BEGIN

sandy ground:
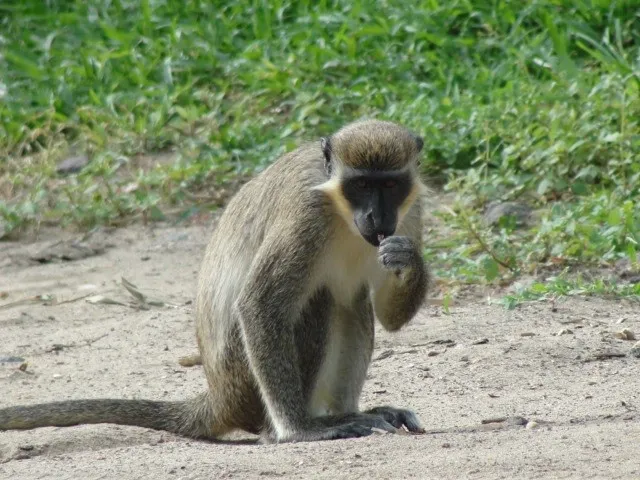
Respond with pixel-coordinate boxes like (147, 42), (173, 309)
(0, 226), (640, 479)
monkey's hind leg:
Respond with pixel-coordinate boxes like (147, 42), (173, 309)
(365, 406), (425, 433)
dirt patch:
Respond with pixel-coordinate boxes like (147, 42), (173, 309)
(0, 226), (640, 479)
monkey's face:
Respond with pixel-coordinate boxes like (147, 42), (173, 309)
(342, 169), (412, 247)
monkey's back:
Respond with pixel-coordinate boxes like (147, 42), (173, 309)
(196, 143), (326, 387)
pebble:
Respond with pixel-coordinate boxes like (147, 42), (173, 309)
(614, 328), (636, 340)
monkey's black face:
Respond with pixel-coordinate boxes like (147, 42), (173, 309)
(342, 170), (412, 247)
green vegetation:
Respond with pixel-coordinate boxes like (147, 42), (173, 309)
(0, 0), (640, 300)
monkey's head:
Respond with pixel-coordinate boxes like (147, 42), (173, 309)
(319, 120), (424, 247)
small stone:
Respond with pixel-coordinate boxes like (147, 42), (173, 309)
(0, 356), (24, 363)
(613, 328), (636, 340)
(375, 349), (394, 360)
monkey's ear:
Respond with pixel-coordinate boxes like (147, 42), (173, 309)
(414, 135), (424, 153)
(320, 137), (331, 175)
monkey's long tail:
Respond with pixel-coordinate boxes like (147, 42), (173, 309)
(0, 392), (215, 439)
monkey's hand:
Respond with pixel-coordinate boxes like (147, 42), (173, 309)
(378, 235), (422, 276)
(373, 235), (429, 331)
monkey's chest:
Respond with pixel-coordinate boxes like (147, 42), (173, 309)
(318, 244), (379, 306)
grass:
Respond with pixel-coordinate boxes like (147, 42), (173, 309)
(0, 0), (640, 304)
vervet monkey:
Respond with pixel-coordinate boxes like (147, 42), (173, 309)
(0, 120), (429, 442)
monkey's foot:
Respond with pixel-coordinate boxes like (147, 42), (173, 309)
(366, 407), (425, 433)
(260, 413), (398, 443)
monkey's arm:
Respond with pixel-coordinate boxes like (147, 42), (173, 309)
(373, 236), (429, 331)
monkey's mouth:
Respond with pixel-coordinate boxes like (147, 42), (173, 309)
(360, 232), (386, 247)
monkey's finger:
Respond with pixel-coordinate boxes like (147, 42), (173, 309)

END

*Stated task*: Rewrite all the records above as a numbered list with one line per entry, skipping any blank lines. Leave the pictures out.

*Result for this task*:
1. sandy ground:
2. Respond with pixel-coordinate boxes like (147, 42), (173, 309)
3. (0, 226), (640, 479)
4. monkey's hind leg:
5. Respond with pixel-coordinate boxes like (147, 42), (173, 309)
6. (365, 406), (425, 433)
7. dirt patch:
8. Respond with pixel-coordinate boxes like (147, 42), (173, 309)
9. (0, 226), (640, 479)
10. monkey's face:
11. Respond with pixel-coordinate boxes like (147, 42), (173, 309)
12. (342, 169), (412, 247)
13. monkey's back:
14. Respond with pixel-coordinate boxes like (147, 42), (173, 309)
15. (196, 143), (326, 387)
16. pebble:
17. Respond with pixel-coordinate boxes like (147, 42), (173, 309)
18. (614, 328), (636, 340)
19. monkey's black face:
20. Respond with pixel-coordinate boxes like (147, 42), (173, 309)
21. (342, 170), (412, 247)
22. green vegetation:
23. Respond with pixel-coordinate boxes like (147, 42), (173, 309)
24. (0, 0), (640, 300)
25. monkey's head:
26. Respond with pixel-coordinate boxes like (147, 42), (173, 309)
27. (319, 120), (424, 247)
28. small stone:
29. Respond with pixel-coordinate boxes like (147, 42), (173, 309)
30. (0, 356), (24, 363)
31. (613, 328), (636, 340)
32. (375, 349), (394, 360)
33. monkey's ear:
34. Respond with pixel-coordinate boxes like (147, 42), (173, 309)
35. (414, 135), (424, 153)
36. (320, 137), (331, 175)
37. monkey's long tail:
38. Respond with pixel-coordinate boxes like (147, 42), (173, 309)
39. (0, 392), (215, 439)
40. monkey's hand:
41. Respond with pixel-coordinate boxes like (147, 42), (173, 309)
42. (378, 235), (422, 276)
43. (373, 235), (429, 331)
44. monkey's chest:
45. Respond with pixel-coordinate boxes like (147, 42), (173, 309)
46. (318, 244), (379, 306)
47. grass:
48. Respond with pixel-coordinate boxes like (147, 42), (173, 309)
49. (0, 0), (640, 304)
50. vervet monkey:
51. Respond with pixel-coordinate boxes like (147, 42), (173, 309)
52. (0, 120), (429, 442)
53. monkey's foot:
54. Respond with pixel-coordinate boxes like (147, 42), (173, 309)
55. (366, 407), (425, 433)
56. (260, 413), (398, 443)
57. monkey's arm:
58. Respond with pixel-coordinate boxes like (147, 42), (173, 309)
59. (373, 236), (429, 331)
60. monkey's mouth:
61. Respond with pixel-coordinate boxes like (147, 42), (173, 309)
62. (360, 232), (386, 247)
63. monkey's finger:
64. Respond with pixel-coordinate boxes like (147, 42), (173, 309)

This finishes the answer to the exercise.